§ **Text extract**

-- BEGIN --

In Fig. "Thermal fatigue remedies" the focus is on specific solutions for preventing damages due to thermal fatigue. Further remedies are discussed in the chapter on LCF stress.
The special characteristic of thermal fatigue cracks is to aid in stress reduction and slow down crack growth even with extreme stress gradients (Fig. "Cracks protecting from thermal fatigue"), and for this reason, a certain part-specific crack length is acceptable, depending on additional loads. If, for example, cracks (usually in static hot parts) are allowed in regulations and instructions such as overhaul manuals or evaluations of boroscope findings during periodic inspections, it is usually the case that these tolerated cracks are thermal fatigue cracks. Realistic tests have verified that this “controllable” damage mode permits sufficient life spans despite crack formation. Thermal fatigue cracks in static hot parts such as turbine stator vanes can be sealed by high-temperature soldering during overhauls. Combustion chamber sheets are often welded. However, one must be conscious of the fact that neither repair soldering or welding will achieve the strength of new parts. Therefore, this is more of a sealing process, i.e. to prevent unallowable cooling air losses or hot gas encroachment. For this reason, if there are considerable additional forces acting on a part (e.g. gas loads or bearing loads, etc.), repair soldering should never be used on all parts of an installation set (e.g. turbine stator vanes). There should always be a certain number of new parts sensibly distributed between the repaired parts (around the circumference, for example). Otherwise, it may result in sudden failure of the entire structure with catastrophic results.
If it is possible to even out the temperature distribution in a part, it will avoid thermal strain differences and thermal stress. If this is not possible because it would thermally overstress the part, ways of minimizing the restrictions on thermal strain should be sought. Elastic constructions can be very helpful in this context (Figs. "Preventing thermal fatigue cracks by design" and "Reducing high temperature gradient stress levels").

 Thermal fatigue remedies

Figure "Thermal fatigue remedies": For the problem of thermal fatigue, as well, an ounce of prevention is worth a pound of cure. In this case, prevention is accomplished through proper design and construction, while the “cure” is repair.

Evaluating operating suitability: A situation may arise in which the condition of the (high-pressure) turbine stator vanes must be evaluated while they are installed. This is generally done through a boroscopic inspection. Evaluation of the cracking is done with the aid of threshold values provided by the OEM (in a maintenance manual or bulletin, for example). Determining these threshold values demands specific knowledge of

  • the operating loads
  • the expected crack growth
  • the failure mechanism
  • the influence of parts on one another (e.g. possible connections between the cooling air system and the rotor blades).

-- END --

Rows from an object pointing dataset:
-- BEGIN --

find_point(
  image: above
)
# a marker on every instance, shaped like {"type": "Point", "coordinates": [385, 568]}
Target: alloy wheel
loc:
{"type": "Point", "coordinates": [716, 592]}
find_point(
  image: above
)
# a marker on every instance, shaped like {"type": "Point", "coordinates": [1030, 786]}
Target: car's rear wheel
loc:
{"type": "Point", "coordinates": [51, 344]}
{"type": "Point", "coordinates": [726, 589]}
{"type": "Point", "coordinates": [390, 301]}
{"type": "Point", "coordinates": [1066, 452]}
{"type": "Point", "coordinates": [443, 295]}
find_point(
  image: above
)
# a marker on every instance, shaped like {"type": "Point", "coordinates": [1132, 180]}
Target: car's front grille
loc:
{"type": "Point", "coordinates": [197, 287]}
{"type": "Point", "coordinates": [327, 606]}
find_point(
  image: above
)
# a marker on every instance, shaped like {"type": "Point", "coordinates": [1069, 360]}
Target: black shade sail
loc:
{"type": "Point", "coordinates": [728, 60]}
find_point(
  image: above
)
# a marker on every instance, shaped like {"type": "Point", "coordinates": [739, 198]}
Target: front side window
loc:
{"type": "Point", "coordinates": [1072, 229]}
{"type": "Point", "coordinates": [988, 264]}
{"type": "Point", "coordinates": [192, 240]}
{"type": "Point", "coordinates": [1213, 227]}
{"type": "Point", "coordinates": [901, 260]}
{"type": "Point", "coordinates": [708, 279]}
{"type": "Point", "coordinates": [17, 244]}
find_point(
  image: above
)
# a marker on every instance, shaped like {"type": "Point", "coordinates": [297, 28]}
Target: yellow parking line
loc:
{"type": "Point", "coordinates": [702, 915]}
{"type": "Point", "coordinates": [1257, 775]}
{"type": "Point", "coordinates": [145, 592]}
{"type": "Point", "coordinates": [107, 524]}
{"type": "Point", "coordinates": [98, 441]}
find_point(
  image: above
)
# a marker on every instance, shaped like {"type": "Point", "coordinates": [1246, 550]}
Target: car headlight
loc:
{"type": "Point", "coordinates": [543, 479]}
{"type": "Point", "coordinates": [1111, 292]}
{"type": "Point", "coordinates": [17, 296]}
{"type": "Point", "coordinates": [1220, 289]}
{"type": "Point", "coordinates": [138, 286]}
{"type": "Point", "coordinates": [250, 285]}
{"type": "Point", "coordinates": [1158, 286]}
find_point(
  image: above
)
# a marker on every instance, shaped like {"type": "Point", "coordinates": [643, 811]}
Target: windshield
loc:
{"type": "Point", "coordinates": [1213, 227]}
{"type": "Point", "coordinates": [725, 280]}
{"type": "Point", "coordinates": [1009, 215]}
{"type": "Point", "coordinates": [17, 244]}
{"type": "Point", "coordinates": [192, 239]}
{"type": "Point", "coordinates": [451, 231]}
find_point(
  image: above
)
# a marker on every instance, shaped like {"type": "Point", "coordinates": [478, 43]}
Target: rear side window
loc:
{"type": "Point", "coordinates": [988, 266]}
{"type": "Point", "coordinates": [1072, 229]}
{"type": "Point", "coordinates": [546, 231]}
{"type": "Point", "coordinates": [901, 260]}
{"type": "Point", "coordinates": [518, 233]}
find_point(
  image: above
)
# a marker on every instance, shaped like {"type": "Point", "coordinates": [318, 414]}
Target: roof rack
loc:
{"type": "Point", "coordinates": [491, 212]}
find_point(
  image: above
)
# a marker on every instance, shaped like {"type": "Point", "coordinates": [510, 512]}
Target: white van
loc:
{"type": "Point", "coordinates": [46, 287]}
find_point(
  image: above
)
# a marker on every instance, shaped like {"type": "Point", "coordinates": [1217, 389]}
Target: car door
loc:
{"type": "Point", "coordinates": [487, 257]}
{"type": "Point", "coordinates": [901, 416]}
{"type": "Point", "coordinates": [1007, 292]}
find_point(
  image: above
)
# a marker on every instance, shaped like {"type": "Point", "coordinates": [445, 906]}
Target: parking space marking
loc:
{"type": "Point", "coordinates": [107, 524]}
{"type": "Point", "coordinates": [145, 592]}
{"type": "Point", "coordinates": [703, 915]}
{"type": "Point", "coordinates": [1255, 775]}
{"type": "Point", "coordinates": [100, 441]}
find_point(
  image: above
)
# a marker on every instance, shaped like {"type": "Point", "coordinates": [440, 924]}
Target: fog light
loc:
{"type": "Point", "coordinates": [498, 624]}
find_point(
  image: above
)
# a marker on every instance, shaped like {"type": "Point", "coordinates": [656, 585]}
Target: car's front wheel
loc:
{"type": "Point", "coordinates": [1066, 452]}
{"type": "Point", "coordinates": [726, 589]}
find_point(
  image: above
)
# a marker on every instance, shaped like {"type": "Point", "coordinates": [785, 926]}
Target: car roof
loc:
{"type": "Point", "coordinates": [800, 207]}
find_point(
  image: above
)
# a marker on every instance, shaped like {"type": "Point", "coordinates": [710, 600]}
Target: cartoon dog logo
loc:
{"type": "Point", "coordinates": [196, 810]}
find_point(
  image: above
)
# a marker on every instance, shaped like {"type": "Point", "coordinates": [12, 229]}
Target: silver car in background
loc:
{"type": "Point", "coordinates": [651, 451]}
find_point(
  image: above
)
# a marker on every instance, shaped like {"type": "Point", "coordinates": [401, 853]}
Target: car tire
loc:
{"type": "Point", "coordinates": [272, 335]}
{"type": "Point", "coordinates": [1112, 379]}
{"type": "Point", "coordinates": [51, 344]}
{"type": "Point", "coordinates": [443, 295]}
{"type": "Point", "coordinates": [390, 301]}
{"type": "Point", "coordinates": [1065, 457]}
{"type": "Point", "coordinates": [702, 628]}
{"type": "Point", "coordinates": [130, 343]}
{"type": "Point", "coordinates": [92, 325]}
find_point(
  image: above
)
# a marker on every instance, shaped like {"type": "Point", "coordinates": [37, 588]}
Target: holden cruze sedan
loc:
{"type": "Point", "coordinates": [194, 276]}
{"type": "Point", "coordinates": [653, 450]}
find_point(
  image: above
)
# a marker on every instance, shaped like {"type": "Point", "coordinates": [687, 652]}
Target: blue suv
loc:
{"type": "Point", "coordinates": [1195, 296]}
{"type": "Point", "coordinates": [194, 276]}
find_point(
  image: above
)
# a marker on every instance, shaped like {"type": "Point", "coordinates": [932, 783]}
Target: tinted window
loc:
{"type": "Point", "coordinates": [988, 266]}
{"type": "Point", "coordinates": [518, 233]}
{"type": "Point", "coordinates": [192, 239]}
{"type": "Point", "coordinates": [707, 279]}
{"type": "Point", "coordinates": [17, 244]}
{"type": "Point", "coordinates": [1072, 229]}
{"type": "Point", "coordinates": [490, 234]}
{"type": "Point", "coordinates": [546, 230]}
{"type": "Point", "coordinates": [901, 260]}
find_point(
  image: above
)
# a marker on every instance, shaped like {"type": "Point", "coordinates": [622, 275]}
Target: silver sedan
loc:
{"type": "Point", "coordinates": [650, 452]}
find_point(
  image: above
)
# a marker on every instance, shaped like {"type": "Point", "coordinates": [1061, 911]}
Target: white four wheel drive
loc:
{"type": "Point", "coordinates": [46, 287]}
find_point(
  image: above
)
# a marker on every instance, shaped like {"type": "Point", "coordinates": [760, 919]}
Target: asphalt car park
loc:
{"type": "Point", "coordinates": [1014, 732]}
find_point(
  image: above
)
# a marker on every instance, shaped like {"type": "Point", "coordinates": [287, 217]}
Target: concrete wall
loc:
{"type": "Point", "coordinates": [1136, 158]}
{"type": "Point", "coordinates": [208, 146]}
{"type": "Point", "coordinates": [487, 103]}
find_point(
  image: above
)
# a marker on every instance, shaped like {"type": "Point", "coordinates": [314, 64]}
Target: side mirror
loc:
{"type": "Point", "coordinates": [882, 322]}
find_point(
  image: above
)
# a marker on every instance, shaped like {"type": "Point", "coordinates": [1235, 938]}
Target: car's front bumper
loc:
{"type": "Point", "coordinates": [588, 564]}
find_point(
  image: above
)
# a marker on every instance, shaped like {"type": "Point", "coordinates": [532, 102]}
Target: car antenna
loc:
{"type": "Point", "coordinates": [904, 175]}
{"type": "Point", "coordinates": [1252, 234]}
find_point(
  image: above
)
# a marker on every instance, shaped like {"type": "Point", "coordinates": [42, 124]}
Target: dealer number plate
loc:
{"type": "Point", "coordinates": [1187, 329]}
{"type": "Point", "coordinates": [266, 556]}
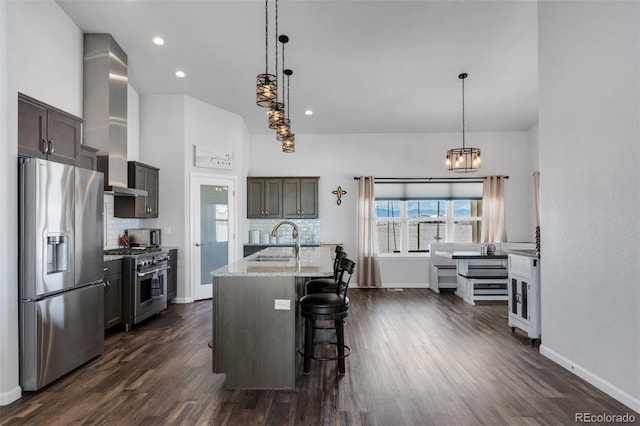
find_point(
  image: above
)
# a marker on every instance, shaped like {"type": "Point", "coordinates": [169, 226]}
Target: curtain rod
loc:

-- END --
-- BEGIN --

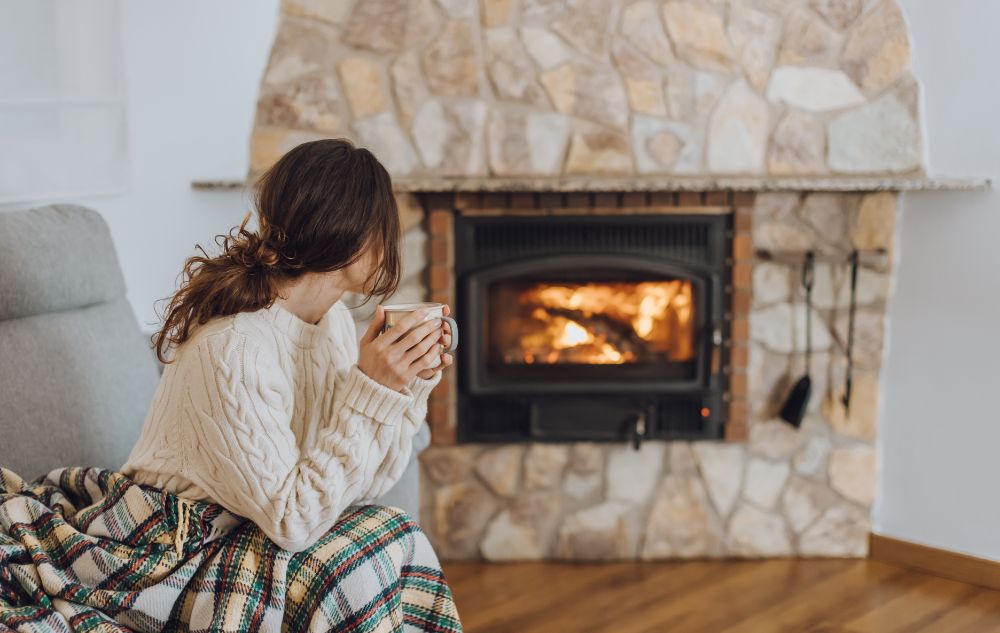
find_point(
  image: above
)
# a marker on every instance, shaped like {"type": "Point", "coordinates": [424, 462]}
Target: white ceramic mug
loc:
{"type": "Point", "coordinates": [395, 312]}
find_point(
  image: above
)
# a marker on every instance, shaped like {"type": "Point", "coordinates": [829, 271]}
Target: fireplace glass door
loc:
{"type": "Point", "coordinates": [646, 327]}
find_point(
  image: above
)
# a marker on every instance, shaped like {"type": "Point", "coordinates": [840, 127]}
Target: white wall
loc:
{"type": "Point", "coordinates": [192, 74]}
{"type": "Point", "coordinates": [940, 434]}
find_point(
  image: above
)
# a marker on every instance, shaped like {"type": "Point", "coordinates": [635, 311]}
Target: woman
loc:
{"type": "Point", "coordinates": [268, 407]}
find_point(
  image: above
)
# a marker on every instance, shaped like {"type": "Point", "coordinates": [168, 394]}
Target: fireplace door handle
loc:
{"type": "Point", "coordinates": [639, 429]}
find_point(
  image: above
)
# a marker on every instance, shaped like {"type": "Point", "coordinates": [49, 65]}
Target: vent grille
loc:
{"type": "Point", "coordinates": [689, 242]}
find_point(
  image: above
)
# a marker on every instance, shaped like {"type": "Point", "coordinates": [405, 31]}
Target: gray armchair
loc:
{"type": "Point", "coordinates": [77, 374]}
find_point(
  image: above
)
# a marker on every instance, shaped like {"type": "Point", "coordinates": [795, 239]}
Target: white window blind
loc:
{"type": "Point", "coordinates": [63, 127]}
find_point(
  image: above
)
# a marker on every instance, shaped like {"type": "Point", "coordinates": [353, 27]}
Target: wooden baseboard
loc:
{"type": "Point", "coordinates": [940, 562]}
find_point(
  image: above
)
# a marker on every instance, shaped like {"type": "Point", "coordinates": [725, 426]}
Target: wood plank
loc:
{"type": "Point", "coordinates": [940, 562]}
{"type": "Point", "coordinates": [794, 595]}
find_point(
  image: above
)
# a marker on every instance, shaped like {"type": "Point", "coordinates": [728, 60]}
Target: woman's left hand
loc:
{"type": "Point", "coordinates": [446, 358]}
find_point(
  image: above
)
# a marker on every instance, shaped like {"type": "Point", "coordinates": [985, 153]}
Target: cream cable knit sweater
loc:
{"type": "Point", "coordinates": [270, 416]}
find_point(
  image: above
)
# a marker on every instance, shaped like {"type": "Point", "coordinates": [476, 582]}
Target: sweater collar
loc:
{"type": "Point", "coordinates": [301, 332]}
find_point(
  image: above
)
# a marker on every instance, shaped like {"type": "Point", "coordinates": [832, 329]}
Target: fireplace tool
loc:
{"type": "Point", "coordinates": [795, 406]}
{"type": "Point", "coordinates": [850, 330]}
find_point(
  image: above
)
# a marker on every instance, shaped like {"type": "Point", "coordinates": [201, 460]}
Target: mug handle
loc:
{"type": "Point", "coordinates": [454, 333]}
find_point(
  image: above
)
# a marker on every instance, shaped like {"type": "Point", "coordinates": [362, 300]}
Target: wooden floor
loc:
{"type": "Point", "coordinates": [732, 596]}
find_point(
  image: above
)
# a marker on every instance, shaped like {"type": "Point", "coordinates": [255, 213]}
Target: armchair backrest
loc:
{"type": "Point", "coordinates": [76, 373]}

-- END --

§ **Set of tasks**
1. Answer these questions from the thermal fatigue text:
(a) During overhauls, what process can seal thermal fatigue cracks in static hot parts such as turbine stator vanes?
(b) According to the caption for "Thermal fatigue remedies," what accomplishes prevention?
(c) How is the condition of installed turbine stator vanes generally evaluated?
2. Locate every line in the records containing the string "sweater", treating uppercase and lowercase as different, and copy each one.
The records bear no relation to the text.

§ **Expected outputs**
1.
(a) High-temperature soldering.
(b) Proper design and construction.
(c) Through a boroscopic inspection.

2.
Target: cream cable knit sweater
Target: sweater collar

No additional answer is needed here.